*Extracted records*:

+++

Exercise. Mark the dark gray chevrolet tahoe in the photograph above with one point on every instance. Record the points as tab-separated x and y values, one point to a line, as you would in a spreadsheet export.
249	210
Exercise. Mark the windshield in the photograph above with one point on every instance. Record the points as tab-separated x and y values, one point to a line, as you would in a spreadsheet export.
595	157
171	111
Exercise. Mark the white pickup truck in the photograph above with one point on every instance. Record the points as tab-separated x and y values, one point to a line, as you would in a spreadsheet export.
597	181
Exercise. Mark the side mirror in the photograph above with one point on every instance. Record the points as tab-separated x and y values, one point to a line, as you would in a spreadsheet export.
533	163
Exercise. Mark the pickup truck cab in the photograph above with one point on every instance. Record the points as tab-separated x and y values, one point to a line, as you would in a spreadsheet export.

+++

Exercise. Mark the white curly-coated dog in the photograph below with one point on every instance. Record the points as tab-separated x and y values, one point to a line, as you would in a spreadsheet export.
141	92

+++

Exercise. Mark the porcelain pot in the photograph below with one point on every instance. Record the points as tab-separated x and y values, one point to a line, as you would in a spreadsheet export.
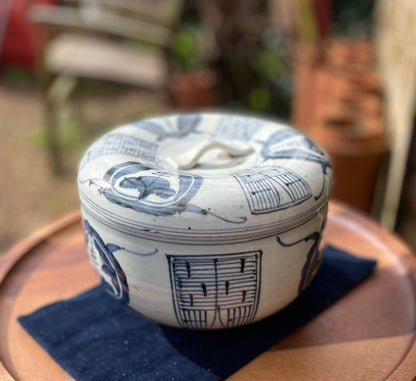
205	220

+++

*Problem to work on*: Once you find the line with "Exercise. Mark the side" in the entries above, output it and each line after it up to and including the line with "Exercise. Mark the pickup", and nothing else.

*Expected answer*:
Exercise. Mark the side mirror in the photograph above with one point on every instance. Record the points as tab-separated x and y values, one point to a line, as you would in a spreadsheet export.
533	163
Exercise. Mark the pickup truck cab in the photograph above with one point on every instance. Record the points as tab-separated x and y values, one point to a line, as you would in a spreadsheet export.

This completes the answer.